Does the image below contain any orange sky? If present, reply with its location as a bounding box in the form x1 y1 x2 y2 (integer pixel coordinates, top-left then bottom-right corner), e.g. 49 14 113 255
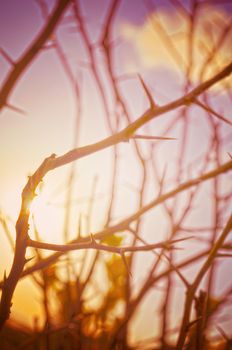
0 0 232 342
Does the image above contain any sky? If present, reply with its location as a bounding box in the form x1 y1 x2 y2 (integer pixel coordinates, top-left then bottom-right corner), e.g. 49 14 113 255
0 0 232 344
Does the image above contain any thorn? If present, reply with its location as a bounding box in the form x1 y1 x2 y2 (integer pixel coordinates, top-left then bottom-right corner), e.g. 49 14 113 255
5 103 27 115
3 270 7 284
90 233 97 245
120 249 132 278
138 74 156 108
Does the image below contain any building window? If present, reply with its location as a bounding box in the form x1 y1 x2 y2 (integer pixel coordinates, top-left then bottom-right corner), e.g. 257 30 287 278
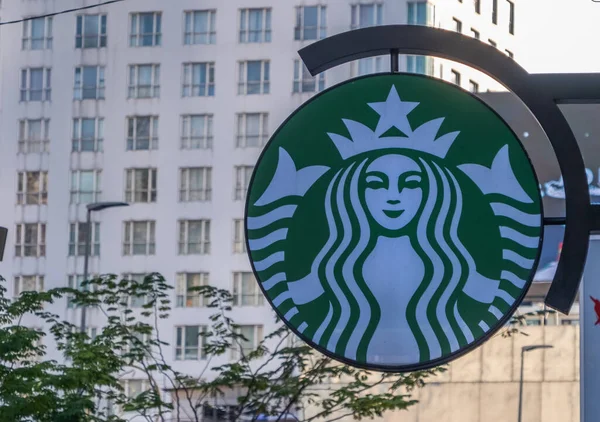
175 273 208 308
233 219 246 253
17 171 48 205
129 12 162 47
234 166 254 201
294 60 325 93
14 275 44 297
183 10 217 45
233 272 264 306
351 57 389 77
69 222 100 256
450 70 460 86
179 220 210 255
406 56 433 75
236 113 269 148
121 274 148 308
508 1 515 35
71 118 104 152
128 64 160 98
71 170 102 204
21 67 52 101
351 3 383 29
232 325 263 359
238 60 270 95
22 16 52 50
19 119 50 154
181 114 213 149
123 221 156 255
407 1 435 26
239 8 271 43
121 379 150 399
175 325 207 360
127 116 158 151
452 18 462 33
182 63 215 97
125 168 157 203
469 81 479 93
75 15 106 48
294 6 327 41
73 66 104 100
15 223 46 257
179 167 212 202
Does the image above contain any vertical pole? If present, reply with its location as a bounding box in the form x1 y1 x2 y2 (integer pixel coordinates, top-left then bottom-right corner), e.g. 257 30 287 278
75 208 92 333
390 48 398 73
517 348 525 422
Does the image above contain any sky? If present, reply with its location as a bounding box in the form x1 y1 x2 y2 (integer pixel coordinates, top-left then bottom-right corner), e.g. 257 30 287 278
515 0 600 73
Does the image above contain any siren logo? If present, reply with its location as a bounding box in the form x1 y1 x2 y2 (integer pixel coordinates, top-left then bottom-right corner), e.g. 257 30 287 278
246 74 542 371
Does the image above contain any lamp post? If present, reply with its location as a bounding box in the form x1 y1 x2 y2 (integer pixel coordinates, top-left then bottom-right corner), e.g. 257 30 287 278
80 202 129 333
518 344 554 422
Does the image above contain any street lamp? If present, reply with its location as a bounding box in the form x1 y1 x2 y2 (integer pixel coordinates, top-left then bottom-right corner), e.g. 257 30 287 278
519 344 554 422
81 202 129 333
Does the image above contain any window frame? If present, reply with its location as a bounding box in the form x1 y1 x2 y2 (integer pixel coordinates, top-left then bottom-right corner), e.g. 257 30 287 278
181 62 215 98
183 9 217 45
179 166 212 202
238 59 271 95
235 112 270 148
233 165 254 201
179 113 214 150
21 16 54 51
15 223 46 258
17 170 48 205
127 63 160 99
73 65 106 101
175 271 210 308
129 11 162 48
294 4 327 41
13 274 44 298
125 115 159 151
238 7 273 44
68 221 100 257
19 66 52 102
18 117 50 154
350 1 383 29
123 220 156 256
125 167 158 204
71 117 104 152
177 218 212 256
75 13 108 49
70 169 102 204
174 324 208 361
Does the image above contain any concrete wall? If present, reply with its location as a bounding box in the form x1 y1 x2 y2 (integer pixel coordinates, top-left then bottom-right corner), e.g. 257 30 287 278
381 326 579 422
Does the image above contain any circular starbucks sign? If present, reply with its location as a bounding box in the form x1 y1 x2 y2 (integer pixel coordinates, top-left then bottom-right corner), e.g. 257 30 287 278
246 74 542 372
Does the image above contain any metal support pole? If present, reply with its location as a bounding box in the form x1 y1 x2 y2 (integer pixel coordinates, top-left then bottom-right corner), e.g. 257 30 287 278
517 348 525 422
75 208 92 333
390 48 398 73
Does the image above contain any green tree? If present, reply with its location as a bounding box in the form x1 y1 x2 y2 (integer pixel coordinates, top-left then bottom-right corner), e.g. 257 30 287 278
5 273 524 422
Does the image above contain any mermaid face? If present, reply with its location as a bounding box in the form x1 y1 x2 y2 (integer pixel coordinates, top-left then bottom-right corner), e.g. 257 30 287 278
365 154 424 231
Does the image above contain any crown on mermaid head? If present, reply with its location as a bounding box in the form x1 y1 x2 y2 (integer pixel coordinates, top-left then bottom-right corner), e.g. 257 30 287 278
327 85 460 160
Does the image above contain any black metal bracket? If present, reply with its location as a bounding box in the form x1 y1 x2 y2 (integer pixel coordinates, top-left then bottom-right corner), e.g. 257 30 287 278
299 25 600 314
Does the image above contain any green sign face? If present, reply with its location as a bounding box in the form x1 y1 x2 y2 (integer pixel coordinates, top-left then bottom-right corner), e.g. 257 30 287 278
246 74 542 372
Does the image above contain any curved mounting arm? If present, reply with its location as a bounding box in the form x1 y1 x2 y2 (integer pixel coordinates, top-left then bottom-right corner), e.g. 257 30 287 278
299 25 600 314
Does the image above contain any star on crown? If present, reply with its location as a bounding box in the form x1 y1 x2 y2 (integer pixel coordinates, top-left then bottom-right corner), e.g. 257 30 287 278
327 85 460 160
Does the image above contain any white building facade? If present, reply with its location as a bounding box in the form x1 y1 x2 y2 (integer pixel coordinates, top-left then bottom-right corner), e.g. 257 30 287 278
0 0 518 398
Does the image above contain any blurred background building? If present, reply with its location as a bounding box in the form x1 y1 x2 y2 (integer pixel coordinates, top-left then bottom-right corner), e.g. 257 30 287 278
0 0 600 421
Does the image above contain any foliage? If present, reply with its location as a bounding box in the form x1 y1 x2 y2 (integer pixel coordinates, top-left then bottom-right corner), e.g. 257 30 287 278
0 273 445 422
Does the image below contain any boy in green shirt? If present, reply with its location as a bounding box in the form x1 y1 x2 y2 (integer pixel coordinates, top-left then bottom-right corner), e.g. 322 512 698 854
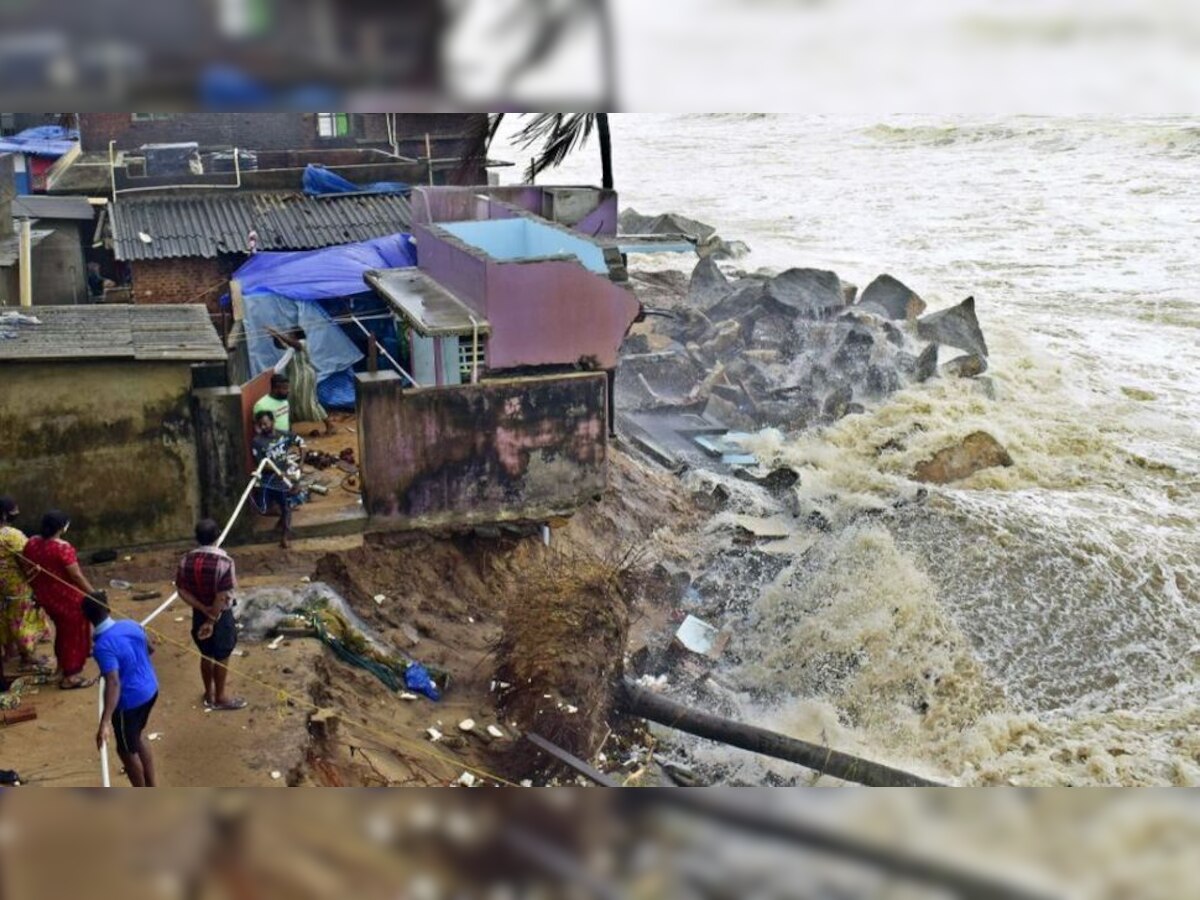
254 372 292 432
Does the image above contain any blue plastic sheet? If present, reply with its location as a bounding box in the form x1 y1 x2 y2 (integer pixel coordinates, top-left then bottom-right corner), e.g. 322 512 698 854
301 163 412 197
404 662 442 700
233 234 416 388
317 371 355 409
0 125 79 158
233 234 416 300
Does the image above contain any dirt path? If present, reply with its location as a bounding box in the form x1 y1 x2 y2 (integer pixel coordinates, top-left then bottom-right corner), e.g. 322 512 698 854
0 452 696 787
0 540 346 787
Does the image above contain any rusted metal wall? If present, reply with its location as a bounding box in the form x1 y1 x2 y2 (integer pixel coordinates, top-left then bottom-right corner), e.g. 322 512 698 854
413 185 618 238
358 372 607 528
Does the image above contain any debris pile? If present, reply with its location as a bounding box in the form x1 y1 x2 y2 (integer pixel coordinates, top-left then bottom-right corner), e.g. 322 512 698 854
496 547 629 775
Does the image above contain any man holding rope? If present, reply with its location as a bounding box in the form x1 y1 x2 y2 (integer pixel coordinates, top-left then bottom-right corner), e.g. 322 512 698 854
83 596 158 787
175 518 246 710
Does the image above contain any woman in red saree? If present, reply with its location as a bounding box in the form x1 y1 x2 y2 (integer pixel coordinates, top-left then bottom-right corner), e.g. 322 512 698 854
25 510 96 690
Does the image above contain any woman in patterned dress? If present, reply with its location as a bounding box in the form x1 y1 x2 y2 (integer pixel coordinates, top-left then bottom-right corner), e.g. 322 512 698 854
0 497 49 670
25 510 96 690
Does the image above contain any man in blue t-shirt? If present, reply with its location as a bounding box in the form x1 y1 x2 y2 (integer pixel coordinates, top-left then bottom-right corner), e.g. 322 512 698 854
83 596 158 787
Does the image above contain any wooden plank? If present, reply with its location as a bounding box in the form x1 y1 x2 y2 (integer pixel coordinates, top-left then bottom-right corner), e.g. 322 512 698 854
524 731 620 787
0 706 37 727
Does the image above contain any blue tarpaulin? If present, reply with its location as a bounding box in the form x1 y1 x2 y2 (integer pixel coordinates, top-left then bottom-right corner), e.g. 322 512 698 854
0 125 79 160
302 163 412 197
233 234 416 409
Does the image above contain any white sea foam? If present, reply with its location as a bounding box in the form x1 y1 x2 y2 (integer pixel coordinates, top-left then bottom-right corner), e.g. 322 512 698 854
496 116 1200 784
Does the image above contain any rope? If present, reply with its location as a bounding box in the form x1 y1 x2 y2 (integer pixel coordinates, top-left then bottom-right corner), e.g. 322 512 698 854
5 489 517 787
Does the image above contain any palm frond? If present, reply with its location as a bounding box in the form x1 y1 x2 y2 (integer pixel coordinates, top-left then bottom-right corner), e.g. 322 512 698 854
514 113 596 181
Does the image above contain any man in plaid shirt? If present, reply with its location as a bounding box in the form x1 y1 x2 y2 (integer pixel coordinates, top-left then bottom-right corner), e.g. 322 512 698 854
175 518 246 710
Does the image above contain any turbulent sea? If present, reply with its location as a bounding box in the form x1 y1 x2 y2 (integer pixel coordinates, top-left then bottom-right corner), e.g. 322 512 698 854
499 115 1200 785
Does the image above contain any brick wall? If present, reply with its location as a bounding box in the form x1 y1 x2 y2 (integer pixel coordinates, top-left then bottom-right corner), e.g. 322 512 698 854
356 372 608 528
130 257 242 314
79 113 480 155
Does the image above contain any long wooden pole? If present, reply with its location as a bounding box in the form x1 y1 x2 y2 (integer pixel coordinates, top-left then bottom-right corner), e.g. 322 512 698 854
619 680 944 787
648 788 1057 900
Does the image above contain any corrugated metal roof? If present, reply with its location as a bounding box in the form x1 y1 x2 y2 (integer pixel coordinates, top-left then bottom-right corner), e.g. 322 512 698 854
112 191 412 260
12 194 94 222
0 304 226 362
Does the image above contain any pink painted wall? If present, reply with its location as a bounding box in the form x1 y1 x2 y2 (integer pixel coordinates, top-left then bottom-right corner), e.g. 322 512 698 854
413 224 487 317
487 260 641 368
358 372 607 527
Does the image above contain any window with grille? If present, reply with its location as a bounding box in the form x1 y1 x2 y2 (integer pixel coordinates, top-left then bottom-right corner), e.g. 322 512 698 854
317 113 350 138
458 335 486 384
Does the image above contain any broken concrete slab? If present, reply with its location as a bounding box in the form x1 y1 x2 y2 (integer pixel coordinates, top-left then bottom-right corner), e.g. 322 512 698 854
858 275 925 319
617 208 716 244
696 238 750 259
674 614 730 659
917 296 988 358
913 343 937 383
688 257 731 308
732 516 792 540
733 466 800 493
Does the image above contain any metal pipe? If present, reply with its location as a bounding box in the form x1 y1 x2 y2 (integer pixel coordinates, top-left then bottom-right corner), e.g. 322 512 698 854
108 140 241 200
18 218 34 306
467 312 479 384
350 316 421 388
96 678 113 787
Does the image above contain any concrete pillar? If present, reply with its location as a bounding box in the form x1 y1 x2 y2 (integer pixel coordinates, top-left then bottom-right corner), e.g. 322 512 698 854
354 368 404 516
192 388 254 541
17 218 34 306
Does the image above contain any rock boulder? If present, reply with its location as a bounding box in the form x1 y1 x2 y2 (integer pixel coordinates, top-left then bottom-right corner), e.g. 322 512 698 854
764 269 846 319
912 431 1013 485
858 275 925 319
942 353 988 378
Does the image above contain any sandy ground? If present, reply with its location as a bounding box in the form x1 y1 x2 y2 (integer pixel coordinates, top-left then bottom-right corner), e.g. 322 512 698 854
0 452 695 787
0 539 347 787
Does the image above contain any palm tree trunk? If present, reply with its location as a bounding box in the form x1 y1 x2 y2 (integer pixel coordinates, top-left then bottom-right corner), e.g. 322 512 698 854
596 113 613 191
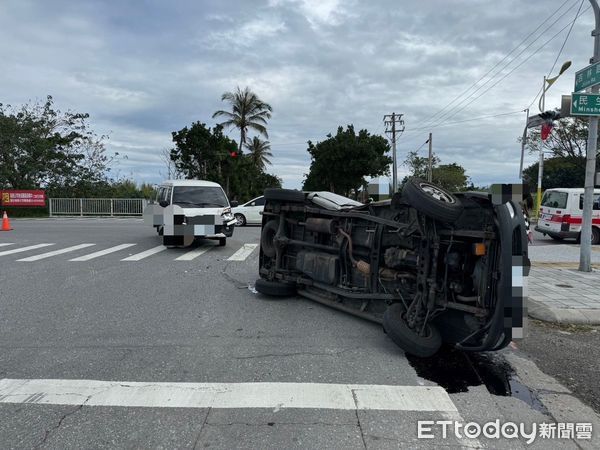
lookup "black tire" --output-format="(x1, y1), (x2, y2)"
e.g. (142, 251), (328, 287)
(575, 227), (600, 245)
(402, 178), (463, 223)
(592, 227), (600, 245)
(254, 278), (296, 297)
(383, 303), (442, 358)
(260, 220), (279, 258)
(233, 213), (246, 227)
(265, 188), (304, 203)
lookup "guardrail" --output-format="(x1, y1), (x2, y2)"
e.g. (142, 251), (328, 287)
(48, 198), (148, 217)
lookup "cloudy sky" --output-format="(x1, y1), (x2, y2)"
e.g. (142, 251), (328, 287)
(0, 0), (593, 188)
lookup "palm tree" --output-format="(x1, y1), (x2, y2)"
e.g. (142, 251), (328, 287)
(213, 86), (273, 153)
(244, 136), (273, 171)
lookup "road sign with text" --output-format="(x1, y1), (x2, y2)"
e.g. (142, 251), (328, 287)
(571, 92), (600, 116)
(574, 62), (600, 92)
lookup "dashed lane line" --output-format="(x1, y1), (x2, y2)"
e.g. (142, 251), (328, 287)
(0, 379), (457, 412)
(121, 244), (167, 261)
(175, 247), (214, 261)
(69, 244), (137, 261)
(227, 244), (258, 261)
(0, 244), (54, 256)
(17, 244), (96, 262)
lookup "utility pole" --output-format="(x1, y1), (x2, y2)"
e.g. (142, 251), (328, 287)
(427, 133), (433, 183)
(579, 0), (600, 272)
(383, 112), (404, 194)
(535, 76), (546, 221)
(519, 108), (528, 178)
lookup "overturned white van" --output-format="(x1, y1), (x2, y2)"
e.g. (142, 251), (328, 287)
(144, 180), (237, 246)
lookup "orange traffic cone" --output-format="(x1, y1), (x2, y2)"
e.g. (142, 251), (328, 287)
(0, 211), (12, 231)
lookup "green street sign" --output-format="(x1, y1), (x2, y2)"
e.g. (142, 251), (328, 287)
(574, 62), (600, 92)
(571, 92), (600, 116)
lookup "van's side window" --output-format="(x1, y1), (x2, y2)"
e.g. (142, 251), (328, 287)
(579, 194), (600, 211)
(156, 187), (165, 203)
(161, 187), (172, 205)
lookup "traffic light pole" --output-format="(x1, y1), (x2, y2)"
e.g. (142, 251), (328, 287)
(427, 133), (433, 183)
(383, 112), (404, 194)
(579, 0), (600, 272)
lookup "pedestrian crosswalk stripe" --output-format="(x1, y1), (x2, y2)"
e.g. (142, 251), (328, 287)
(0, 378), (458, 413)
(227, 244), (258, 261)
(17, 244), (96, 262)
(69, 244), (136, 261)
(175, 247), (213, 261)
(121, 245), (167, 261)
(0, 244), (54, 256)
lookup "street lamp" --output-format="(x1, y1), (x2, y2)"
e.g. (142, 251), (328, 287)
(536, 61), (571, 219)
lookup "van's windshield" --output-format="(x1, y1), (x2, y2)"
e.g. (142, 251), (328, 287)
(542, 191), (569, 209)
(173, 186), (229, 208)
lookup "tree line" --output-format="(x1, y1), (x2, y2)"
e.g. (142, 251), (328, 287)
(519, 117), (600, 189)
(0, 96), (153, 198)
(169, 87), (282, 201)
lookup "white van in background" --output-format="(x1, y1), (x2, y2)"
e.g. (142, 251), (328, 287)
(144, 180), (237, 246)
(535, 188), (600, 244)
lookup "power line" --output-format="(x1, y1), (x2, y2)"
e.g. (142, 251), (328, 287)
(424, 0), (575, 130)
(430, 6), (591, 128)
(404, 109), (523, 141)
(527, 0), (589, 109)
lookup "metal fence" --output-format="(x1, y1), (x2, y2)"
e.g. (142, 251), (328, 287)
(48, 198), (148, 217)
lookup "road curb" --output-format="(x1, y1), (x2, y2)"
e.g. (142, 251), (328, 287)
(527, 297), (600, 325)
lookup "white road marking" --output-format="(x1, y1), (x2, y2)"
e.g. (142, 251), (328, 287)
(175, 247), (213, 261)
(0, 378), (457, 412)
(0, 244), (54, 256)
(69, 244), (136, 261)
(17, 244), (96, 262)
(227, 244), (258, 261)
(121, 245), (167, 261)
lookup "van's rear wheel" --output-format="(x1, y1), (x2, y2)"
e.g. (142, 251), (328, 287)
(402, 178), (463, 223)
(577, 227), (600, 245)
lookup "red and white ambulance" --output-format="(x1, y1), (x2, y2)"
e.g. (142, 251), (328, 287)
(535, 188), (600, 244)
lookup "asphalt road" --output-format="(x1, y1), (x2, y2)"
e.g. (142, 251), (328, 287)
(518, 320), (600, 413)
(0, 219), (600, 449)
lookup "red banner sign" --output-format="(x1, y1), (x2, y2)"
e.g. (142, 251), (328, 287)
(0, 190), (46, 206)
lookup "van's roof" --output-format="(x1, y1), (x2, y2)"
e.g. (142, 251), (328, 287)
(546, 188), (600, 194)
(160, 180), (221, 187)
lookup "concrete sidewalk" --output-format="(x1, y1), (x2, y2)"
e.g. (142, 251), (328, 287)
(527, 262), (600, 325)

□ □ □ □

_THE TASK_
Copy everything from the entry line containing "Does the image above contain any dirt" down to the line containing "358 372 607 528", swapping "rusted metal wall" for "corroded metal wall" and keeping all else the same.

_EXERCISE OUTPUT_
Does the image above contain any dirt path? If present, reply with its location as a bounding box in the form x1 y1 x2 y2 (integer pixel coordinates, top-left then bottom-right corner), e.g. 322 512 698 854
0 452 696 787
0 540 346 787
Does the image above contain any corroded metal wall? If present, reply with its location as a bounding box in the form x1 y1 x2 y2 (integer pixel coordinates, top-left then bottom-right corner), e.g. 322 512 698 854
413 185 618 238
358 372 607 528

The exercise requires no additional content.